**STATED TASK:** Copy word for word the lines of the records below, from the line containing "Target: white suv" to the line containing "[(121, 437), (914, 313), (585, 541), (749, 292)]", both lines included, and reproduce nothing else.

========================

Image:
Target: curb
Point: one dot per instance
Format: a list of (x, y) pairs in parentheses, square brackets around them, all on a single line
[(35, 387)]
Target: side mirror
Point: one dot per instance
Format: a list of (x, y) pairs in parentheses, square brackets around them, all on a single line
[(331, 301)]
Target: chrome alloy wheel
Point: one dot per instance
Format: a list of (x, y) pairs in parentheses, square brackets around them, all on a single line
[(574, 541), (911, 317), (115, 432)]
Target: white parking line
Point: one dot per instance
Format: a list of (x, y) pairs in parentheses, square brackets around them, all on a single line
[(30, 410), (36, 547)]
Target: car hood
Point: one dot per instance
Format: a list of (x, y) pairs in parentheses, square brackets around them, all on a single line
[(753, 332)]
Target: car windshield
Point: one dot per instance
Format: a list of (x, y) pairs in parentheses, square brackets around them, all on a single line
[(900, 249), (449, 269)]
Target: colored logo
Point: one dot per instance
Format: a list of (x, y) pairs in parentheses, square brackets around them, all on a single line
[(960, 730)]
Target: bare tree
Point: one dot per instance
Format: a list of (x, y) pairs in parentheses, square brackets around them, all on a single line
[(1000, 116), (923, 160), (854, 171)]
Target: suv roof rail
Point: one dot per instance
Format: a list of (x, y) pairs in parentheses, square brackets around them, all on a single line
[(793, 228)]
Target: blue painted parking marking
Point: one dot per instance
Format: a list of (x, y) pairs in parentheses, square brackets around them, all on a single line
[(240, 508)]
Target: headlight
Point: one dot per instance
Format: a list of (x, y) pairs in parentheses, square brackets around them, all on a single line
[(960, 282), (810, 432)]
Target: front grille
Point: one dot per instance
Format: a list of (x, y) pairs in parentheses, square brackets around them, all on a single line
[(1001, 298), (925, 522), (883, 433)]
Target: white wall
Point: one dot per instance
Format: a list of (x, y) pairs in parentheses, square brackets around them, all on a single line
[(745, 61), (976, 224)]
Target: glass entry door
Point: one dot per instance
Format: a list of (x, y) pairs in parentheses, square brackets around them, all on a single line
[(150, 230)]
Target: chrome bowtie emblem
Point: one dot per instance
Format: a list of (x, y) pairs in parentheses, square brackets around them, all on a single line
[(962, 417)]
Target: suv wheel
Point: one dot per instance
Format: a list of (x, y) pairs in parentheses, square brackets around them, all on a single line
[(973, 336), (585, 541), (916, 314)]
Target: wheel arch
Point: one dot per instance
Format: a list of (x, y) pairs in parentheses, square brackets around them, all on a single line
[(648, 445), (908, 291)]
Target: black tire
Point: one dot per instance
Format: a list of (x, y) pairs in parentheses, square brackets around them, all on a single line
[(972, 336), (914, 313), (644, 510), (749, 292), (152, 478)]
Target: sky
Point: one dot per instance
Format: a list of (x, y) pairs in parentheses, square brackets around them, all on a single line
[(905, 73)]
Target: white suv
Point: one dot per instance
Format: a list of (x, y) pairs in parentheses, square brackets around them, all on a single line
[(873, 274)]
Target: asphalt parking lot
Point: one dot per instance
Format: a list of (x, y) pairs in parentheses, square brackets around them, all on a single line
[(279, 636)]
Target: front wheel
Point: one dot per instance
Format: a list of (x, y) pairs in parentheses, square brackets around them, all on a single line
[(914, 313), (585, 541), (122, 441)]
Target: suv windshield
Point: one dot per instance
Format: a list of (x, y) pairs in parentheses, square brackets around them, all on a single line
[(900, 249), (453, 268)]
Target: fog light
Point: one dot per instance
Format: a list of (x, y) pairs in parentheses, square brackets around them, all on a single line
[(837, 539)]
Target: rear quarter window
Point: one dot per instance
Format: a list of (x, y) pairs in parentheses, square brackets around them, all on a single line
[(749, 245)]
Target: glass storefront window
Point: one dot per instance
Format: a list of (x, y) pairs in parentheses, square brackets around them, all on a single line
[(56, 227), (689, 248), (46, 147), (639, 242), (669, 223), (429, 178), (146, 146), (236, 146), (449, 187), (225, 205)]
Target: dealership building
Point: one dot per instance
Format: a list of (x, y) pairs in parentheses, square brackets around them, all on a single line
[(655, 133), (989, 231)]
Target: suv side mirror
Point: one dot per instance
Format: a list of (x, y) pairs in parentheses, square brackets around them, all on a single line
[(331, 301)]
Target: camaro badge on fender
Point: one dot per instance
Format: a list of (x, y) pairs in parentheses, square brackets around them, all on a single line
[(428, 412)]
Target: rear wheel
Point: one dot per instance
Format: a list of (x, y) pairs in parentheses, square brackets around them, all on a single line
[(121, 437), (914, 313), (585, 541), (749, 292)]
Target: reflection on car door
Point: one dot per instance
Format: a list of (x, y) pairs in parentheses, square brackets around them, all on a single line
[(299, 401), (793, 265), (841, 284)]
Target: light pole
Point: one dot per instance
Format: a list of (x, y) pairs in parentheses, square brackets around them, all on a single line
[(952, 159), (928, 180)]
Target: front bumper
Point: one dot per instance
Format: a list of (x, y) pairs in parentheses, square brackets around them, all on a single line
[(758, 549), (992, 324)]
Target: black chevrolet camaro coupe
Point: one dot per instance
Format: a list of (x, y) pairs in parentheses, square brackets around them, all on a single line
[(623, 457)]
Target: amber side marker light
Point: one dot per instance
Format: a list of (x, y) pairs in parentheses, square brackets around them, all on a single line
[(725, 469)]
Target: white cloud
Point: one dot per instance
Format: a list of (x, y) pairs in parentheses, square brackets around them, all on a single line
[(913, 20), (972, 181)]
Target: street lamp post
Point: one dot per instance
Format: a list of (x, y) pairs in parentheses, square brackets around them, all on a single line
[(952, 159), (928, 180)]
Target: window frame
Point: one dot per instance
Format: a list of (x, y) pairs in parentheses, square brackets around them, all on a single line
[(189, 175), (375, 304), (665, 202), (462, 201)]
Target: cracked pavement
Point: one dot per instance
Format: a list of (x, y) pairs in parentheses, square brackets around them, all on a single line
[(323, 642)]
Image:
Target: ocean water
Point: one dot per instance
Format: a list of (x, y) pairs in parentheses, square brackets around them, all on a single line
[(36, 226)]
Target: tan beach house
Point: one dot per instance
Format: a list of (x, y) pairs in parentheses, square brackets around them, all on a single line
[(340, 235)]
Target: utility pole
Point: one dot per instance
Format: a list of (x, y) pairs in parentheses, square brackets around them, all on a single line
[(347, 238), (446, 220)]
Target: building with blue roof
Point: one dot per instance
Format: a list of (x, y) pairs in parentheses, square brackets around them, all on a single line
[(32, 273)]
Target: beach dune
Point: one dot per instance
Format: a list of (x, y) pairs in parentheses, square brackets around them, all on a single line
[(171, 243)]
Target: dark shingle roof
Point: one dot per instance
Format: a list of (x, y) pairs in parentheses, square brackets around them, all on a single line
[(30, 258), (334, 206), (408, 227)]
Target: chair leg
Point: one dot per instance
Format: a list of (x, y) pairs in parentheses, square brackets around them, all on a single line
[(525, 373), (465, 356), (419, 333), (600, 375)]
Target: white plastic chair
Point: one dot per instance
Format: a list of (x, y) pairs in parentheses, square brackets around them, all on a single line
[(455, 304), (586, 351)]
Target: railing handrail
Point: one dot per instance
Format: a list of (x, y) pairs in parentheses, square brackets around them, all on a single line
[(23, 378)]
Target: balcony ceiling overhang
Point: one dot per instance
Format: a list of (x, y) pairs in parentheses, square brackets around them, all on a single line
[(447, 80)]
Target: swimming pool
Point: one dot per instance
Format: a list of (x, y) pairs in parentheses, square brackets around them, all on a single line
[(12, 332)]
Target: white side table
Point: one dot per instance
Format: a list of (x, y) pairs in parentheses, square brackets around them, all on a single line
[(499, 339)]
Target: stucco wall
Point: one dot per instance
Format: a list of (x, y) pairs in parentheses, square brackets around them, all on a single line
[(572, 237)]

========================

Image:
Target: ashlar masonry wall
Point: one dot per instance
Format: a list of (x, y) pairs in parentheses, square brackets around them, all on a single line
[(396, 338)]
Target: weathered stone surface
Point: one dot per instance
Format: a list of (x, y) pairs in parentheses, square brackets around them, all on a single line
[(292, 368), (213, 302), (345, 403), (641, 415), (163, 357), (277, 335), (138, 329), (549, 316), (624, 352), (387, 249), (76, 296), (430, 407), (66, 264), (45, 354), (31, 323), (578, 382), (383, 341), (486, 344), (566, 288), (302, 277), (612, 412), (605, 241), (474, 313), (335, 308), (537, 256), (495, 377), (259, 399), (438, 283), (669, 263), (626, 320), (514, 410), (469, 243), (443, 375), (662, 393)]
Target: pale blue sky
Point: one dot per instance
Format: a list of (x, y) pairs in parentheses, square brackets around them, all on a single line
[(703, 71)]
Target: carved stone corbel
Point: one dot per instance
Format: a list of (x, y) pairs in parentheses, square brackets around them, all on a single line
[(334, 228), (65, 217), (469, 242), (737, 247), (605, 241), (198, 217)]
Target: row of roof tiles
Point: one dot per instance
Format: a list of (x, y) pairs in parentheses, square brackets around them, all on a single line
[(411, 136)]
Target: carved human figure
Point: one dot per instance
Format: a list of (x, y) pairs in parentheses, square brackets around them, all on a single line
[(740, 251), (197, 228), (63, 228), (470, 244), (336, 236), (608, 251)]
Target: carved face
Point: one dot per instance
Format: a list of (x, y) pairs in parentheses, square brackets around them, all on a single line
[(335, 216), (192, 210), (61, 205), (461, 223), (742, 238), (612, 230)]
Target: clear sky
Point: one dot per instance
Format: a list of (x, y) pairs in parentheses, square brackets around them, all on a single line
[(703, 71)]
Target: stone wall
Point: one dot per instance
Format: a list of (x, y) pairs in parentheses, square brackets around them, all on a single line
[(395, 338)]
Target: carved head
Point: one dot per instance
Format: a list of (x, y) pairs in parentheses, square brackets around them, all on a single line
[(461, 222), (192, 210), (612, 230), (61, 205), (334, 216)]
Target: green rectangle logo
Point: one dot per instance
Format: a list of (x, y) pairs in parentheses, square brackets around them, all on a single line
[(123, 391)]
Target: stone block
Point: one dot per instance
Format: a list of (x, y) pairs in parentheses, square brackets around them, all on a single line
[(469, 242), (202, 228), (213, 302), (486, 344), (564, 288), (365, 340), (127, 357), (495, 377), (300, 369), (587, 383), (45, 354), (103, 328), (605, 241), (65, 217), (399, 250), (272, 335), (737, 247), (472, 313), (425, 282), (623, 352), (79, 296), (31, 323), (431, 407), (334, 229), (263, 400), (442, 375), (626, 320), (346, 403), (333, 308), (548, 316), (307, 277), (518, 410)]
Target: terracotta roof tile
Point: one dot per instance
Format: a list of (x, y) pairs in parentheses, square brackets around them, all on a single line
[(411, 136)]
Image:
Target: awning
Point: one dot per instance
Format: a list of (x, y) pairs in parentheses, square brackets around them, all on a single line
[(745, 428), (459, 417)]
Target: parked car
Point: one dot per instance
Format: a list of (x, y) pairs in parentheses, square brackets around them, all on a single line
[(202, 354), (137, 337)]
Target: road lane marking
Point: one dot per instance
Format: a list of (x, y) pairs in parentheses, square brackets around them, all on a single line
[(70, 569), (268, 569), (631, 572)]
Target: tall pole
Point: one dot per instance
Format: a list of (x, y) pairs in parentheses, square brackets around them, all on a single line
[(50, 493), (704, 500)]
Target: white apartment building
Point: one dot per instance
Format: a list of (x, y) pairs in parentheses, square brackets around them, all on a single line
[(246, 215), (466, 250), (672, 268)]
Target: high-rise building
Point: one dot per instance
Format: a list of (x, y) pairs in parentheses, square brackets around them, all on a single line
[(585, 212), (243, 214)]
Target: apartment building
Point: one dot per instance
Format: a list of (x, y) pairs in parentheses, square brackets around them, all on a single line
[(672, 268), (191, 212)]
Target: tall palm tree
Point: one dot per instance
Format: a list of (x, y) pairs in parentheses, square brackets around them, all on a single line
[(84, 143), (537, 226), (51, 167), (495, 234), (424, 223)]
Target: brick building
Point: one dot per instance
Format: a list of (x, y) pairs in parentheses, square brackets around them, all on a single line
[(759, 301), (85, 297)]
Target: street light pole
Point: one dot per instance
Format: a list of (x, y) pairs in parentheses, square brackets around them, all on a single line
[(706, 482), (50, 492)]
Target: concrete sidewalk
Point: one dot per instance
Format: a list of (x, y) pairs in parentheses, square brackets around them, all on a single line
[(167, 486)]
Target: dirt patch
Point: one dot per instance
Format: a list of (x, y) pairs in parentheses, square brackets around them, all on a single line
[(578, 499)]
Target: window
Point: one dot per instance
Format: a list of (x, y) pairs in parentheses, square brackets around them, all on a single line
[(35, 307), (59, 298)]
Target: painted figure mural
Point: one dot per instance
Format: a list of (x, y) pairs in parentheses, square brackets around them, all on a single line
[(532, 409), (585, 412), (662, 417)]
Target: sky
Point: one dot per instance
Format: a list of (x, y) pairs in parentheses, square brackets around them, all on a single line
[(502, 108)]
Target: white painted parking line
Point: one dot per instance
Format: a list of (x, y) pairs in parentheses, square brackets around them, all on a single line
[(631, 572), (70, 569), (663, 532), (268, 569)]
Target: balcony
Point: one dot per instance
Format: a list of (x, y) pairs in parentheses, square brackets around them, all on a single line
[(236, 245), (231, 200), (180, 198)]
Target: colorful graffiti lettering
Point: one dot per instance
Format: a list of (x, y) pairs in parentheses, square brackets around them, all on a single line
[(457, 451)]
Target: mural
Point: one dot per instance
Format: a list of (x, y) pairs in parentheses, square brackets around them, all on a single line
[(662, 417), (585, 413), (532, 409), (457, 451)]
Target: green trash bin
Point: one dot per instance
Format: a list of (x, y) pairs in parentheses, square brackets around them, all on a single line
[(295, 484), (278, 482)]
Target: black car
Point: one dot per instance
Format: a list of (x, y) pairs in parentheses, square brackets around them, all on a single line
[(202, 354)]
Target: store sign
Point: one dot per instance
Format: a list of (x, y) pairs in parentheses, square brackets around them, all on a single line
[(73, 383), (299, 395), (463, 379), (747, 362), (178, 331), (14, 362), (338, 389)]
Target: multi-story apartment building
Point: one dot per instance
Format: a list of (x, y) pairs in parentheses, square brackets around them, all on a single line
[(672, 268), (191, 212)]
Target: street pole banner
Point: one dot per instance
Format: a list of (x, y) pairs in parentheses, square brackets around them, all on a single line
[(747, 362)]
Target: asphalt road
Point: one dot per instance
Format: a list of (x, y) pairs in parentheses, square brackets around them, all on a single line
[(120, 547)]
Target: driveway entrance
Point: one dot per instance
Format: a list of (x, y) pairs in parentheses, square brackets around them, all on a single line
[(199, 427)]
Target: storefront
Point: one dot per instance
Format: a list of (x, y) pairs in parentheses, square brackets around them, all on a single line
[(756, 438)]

========================

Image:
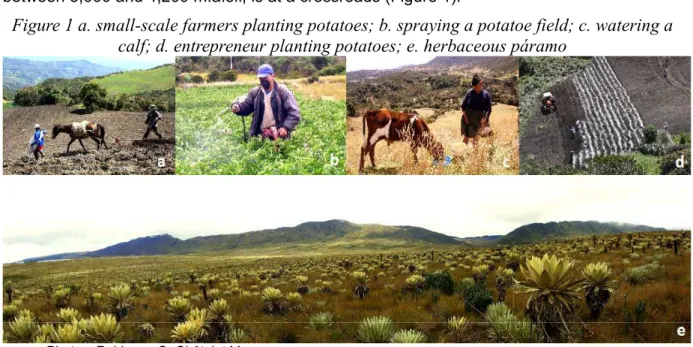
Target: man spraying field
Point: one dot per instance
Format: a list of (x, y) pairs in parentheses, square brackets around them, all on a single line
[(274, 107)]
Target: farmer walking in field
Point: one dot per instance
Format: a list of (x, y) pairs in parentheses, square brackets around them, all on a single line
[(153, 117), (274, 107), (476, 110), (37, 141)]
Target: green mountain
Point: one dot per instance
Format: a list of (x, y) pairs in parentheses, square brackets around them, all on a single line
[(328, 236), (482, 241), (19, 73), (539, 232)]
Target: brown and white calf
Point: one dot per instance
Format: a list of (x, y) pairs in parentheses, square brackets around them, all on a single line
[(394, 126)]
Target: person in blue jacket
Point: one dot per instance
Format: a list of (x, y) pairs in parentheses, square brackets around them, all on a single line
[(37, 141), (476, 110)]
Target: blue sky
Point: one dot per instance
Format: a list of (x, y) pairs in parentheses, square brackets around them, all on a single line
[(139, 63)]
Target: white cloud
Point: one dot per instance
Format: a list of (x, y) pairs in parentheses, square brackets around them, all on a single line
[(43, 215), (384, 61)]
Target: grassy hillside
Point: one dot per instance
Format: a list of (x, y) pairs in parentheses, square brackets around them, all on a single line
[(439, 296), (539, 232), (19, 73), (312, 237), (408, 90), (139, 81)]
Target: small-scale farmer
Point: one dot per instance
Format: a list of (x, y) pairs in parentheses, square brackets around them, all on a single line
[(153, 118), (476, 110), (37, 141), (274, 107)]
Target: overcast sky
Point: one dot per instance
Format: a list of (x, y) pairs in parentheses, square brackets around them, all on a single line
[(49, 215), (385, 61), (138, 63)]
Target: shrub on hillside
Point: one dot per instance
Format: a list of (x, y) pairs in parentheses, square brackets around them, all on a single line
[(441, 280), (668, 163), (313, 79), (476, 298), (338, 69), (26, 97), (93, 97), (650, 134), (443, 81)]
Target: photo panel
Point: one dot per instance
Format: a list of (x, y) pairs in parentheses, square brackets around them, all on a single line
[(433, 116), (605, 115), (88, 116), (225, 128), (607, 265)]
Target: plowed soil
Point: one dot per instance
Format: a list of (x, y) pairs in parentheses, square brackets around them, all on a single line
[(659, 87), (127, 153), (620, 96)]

========================

**SOLUTION TO THE PROBLEM:**
Target: white suv
Point: one dot per instance
Format: a list of (x, y) pairs in parentheses, square brackets around them, all on a single line
[(873, 274)]
Target: asphalt parking lot
Point: one dot per instance
Format: a list of (x, y) pairs in parentheses, square brackets around them, all on a single line
[(279, 636)]
Target: front wheel
Point: one dot per instance
Format: a list of (x, y) pairs in parentheses, square brackets around them, all on a single line
[(914, 313), (585, 541), (122, 441)]
Target: suv windshield
Point: one dot per instance
Format: a list of (x, y) pairs in parentheses, square brackets around them, all on a single line
[(900, 249), (453, 268)]
Target: fog light
Point: one dot per instance
Format: a list of (x, y) pairs in parentheses, square brackets around them, all on a single line
[(837, 539)]
Target: rear quarter window
Point: one dot per instance
Format: a list of (x, y) pairs in parentheses, square brackets around them, all on a single line
[(749, 245)]
Target: glass storefront window
Point: one dot per instance
Format: a list of (x, y) pairs in parentheses, square brackets around them, all on a single line
[(56, 227), (689, 248), (46, 147), (639, 242), (669, 223), (429, 178), (146, 146), (236, 146), (449, 187), (225, 205)]
Target: dealership building
Point: one dot per instance
Format: a list of (x, y) pairs in parentheses, square brackets around them, all on a single line
[(655, 133), (989, 231)]
Target: suv side mirror
Point: one dot per instance
Format: a list of (x, y) pairs in parentheses, square brackets around them, all on a single line
[(331, 301)]
Target: camaro badge on fender
Point: one dot per instance
Format: a list of (x, y) pairs in parentheses, square brackets around them, all on a single line
[(428, 412)]
Target: rear wheel
Point: one dot per instance
Format: a list of (x, y) pairs in parentheses, square brackets around them, all on a single line
[(121, 437), (914, 313), (585, 541), (749, 292)]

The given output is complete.